- Data for this task:

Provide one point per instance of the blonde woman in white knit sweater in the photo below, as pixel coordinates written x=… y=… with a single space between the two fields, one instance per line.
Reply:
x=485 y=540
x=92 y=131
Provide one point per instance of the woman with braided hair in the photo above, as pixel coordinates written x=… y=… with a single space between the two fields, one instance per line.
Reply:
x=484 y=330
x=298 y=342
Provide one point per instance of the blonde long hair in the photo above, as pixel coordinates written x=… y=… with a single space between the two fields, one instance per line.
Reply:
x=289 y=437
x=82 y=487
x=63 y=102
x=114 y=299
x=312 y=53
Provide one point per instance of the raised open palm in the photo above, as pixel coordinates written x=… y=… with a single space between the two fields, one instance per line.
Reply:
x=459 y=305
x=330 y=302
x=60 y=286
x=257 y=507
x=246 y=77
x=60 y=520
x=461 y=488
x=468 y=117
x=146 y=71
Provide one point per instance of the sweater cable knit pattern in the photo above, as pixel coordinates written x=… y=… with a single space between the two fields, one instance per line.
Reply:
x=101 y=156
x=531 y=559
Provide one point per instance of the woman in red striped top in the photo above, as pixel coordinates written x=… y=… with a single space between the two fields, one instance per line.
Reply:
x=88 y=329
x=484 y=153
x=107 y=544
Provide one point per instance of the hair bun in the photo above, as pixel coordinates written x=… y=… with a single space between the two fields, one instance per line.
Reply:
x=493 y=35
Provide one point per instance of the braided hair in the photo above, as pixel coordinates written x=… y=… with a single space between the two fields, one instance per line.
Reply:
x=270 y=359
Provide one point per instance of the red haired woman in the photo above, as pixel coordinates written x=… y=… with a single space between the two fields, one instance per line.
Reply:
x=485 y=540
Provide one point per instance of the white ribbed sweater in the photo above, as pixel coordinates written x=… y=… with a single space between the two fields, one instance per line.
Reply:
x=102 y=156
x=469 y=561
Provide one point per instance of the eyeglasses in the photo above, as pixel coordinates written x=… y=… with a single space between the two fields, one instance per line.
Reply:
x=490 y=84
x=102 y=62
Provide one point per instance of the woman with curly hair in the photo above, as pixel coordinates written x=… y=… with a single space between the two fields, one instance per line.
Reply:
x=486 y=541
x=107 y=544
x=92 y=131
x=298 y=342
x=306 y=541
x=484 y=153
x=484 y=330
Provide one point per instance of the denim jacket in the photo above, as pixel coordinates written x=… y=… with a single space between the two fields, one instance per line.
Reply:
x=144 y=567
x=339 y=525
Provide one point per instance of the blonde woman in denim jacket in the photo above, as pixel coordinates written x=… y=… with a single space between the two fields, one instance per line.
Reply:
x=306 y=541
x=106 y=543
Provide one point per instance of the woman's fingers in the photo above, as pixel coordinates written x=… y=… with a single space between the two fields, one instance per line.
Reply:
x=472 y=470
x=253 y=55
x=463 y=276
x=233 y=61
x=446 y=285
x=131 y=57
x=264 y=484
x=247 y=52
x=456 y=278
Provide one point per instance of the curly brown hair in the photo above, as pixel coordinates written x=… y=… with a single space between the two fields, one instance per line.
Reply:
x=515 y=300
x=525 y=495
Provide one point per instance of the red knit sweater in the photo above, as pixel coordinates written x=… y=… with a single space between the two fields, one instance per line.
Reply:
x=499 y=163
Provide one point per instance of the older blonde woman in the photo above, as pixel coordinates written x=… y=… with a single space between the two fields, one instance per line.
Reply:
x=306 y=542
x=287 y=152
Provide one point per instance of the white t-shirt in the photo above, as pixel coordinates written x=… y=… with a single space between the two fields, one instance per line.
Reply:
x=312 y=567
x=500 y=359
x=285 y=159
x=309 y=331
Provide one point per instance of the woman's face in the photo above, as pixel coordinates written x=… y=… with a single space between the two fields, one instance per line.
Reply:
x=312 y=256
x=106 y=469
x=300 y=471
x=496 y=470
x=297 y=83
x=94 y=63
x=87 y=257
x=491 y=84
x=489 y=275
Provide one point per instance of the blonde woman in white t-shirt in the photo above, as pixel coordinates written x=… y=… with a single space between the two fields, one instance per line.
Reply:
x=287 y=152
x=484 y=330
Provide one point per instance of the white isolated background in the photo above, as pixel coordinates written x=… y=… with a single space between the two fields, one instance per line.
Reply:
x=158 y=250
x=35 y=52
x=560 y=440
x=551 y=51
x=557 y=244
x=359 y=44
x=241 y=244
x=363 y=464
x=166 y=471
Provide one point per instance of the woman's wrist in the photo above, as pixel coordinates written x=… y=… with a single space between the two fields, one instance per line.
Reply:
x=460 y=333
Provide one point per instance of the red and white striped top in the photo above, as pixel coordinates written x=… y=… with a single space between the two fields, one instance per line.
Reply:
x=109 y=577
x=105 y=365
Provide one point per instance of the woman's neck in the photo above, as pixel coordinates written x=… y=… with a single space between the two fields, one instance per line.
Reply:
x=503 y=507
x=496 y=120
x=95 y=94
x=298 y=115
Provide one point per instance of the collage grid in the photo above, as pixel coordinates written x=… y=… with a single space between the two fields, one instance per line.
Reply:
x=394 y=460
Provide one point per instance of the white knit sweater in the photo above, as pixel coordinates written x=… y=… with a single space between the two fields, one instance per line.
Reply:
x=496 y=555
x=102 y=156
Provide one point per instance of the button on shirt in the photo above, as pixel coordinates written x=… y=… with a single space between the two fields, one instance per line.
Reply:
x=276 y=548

- Short exercise: Turn every line of the records above into a numbered list, leaving out any blank lines.

- Solution for this exercise:
1. Provide one point per instance of the blonde woman in white knit sweater in the photo below, as pixel coordinates written x=… y=… with a single space between the two fields, one instance per line.
2. Reply:
3. x=485 y=540
4. x=92 y=131
5. Provide one point per instance of the woman with braided hair in the photo above, as pixel coordinates written x=… y=… with a single space between the two fields, one instance per line.
6. Reply:
7. x=484 y=330
8. x=298 y=342
9. Provide one point per instance of the blonde long hair in the photo above, as pixel coordinates written x=… y=… with a single space between the two fields, one instance per line.
10. Reply:
11. x=289 y=437
12. x=82 y=487
13. x=63 y=102
14. x=114 y=299
15. x=312 y=53
16. Provide one point per instance of the raised open palm in the photo above, as pixel coordinates written x=… y=… with a single space between the two fields, one instance per line.
17. Reply:
18. x=459 y=305
19. x=330 y=302
20. x=60 y=286
21. x=257 y=507
22. x=246 y=77
23. x=60 y=520
24. x=461 y=488
25. x=468 y=117
26. x=146 y=71
27. Provide one point per instance of the sweater cable knit pattern in the photo above, as pixel coordinates written x=… y=… with a single space between the two fields, one instance per line.
28. Reply:
29. x=101 y=156
30. x=531 y=559
31. Provide one point per instance of the woman in red striped top in the photo above, as pixel coordinates written x=… y=… with a single space between the two fields, one instance per line.
32. Reply:
33. x=88 y=329
34. x=484 y=153
35. x=107 y=544
36. Provide one point per instance of the hair bun in the photo above, as pixel coordinates written x=… y=… with a single space between the two fields, one instance per line.
37. Reply:
38. x=493 y=35
39. Provide one point per instance of the braided hair in the photo above, as pixel coordinates written x=… y=… with a single space between the two fields, one instance per line.
40. Reply:
41. x=270 y=359
42. Provide one point per instance of the red haired woman in the photo above, as pixel coordinates written x=… y=… with a single space between the two fields, one instance per line.
43. Reply:
44. x=485 y=540
45. Provide one point per instance of the white ribbed sweater in the photo above, as pixel coordinates written x=… y=… with a single space between the two fields, one instance per line.
46. Reply:
47. x=102 y=156
48. x=469 y=561
49. Provide one point per instance of the eyeglasses in the photo above, as pixel coordinates written x=… y=… with a single space between the two fields, one instance per line.
50. Reply:
51. x=490 y=84
52. x=102 y=62
53. Provide one point per instance of the woman with curly hair in the photo above, as pixel coordinates written x=… y=… with a single space between the two fields, one instance per line.
54. Reply:
55. x=486 y=541
56. x=107 y=544
57. x=92 y=131
58. x=298 y=342
59. x=306 y=541
60. x=484 y=153
61. x=484 y=330
62. Provide one point per instance of the denim jacket in the photo above, as pixel coordinates written x=… y=… with a single space between the two fields, one instance per line.
63. Reply:
64. x=144 y=567
65. x=339 y=525
66. Provide one point per instance of the blonde woman in denim jacket in the photo above, as pixel coordinates written x=… y=… with a single space between the two fields, one instance per line.
67. Reply:
68. x=306 y=541
69. x=106 y=543
70. Provide one point per instance of the woman's fingers in the photo above, as pixel coordinates written x=… y=… with a single space between the two fields, one instance per line.
71. Reply:
72. x=472 y=470
73. x=253 y=55
74. x=463 y=276
75. x=233 y=61
76. x=446 y=285
77. x=131 y=57
78. x=264 y=484
79. x=247 y=52
80. x=456 y=278
81. Provide one point per instance of the curly brown hair in the photo above, as pixel coordinates written x=… y=… with a single space between the two fields, one instance per line.
82. Reply:
83. x=515 y=300
84. x=525 y=495
85. Provide one point per instance of the red knit sweater in the photo above, as pixel coordinates written x=… y=… with a single space between the two fields, one instance per line.
86. Reply:
87. x=499 y=163
88. Provide one point per instance of the older blonde woman in the photo above, as pixel coordinates written x=… y=… with a single space between the two fields, one instance per line.
89. Reply:
90. x=306 y=542
91. x=287 y=152
92. Provide one point per instance of the white t-shirt in the photo above, as pixel coordinates written x=… y=… with a single space between the two fields, one instance per line.
93. Reply:
94. x=312 y=567
95. x=500 y=359
96. x=285 y=159
97. x=309 y=331
98. Provide one point per instance of the woman's face in the photo above, as pixel coordinates written x=… y=… with a single space between the two fields, one instance per line.
99. Reply:
100. x=312 y=256
101. x=106 y=469
102. x=300 y=471
103. x=496 y=470
104. x=297 y=83
105. x=94 y=63
106. x=87 y=257
107. x=491 y=84
108. x=489 y=275
109. Provide one point per instance of the blonde woman in white t-shirt in the photo above, as pixel coordinates written x=… y=… with a single space between the two fields, one instance per line.
110. Reply:
111. x=287 y=152
112. x=484 y=330
113. Provide one point per instance of the white isolated background in the photo above, as pixel coordinates written x=… y=… with a single space between the two fields, one instance per line.
114. Reply:
115. x=158 y=250
116. x=35 y=52
117. x=560 y=440
118. x=551 y=51
119. x=557 y=244
120. x=359 y=44
121. x=241 y=244
122. x=363 y=464
123. x=166 y=471
124. Provide one point per instance of the woman's wrist in the photo above, as pixel coordinates written x=… y=… with a single space between the two fields, one instance per line.
125. Reply:
126. x=460 y=333
127. Provide one point per instance of the red and white striped top in the photo above, as pixel coordinates written x=… y=… with a single space between the two fields, one instance per line.
128. Reply:
129. x=109 y=577
130. x=105 y=365
131. Provide one point per instance of the woman's neck in the photo above, as pixel coordinates written x=… y=… with a single space between the two fields, one instance per line.
132. Reply:
133. x=503 y=507
134. x=496 y=120
135. x=95 y=94
136. x=298 y=115
137. Provide one point per instance of the collage grid in the photo above, as pixel coordinates written x=… y=… with a single space between the two fields, one instance per line.
138. Reply:
139. x=394 y=460
140. Provide one point per instance of the white knit sweater in the photo above, as pixel coordinates written x=… y=… with a single space between the two fields, one instance per line.
141. Reply:
142. x=496 y=555
143. x=102 y=156
144. Provide one point per instance of the button on shirt in the photo above, as pixel coordinates written x=… y=… with a single space between the two fields, one instance per line.
145. Reply:
146. x=276 y=548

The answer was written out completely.